Exercise requirements ->
Edit the lines below so that every occurrence of "white building" becomes "gray building", and leave everything else unchanged.

## Start Listed records

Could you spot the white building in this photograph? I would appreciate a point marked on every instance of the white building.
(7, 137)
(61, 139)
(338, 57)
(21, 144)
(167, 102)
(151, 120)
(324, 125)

## End Listed records

The output ->
Could you spot the gray building in this photograph? I would appreciate a point marked on every instance of the gray building.
(7, 137)
(61, 139)
(338, 57)
(21, 144)
(167, 102)
(151, 120)
(324, 125)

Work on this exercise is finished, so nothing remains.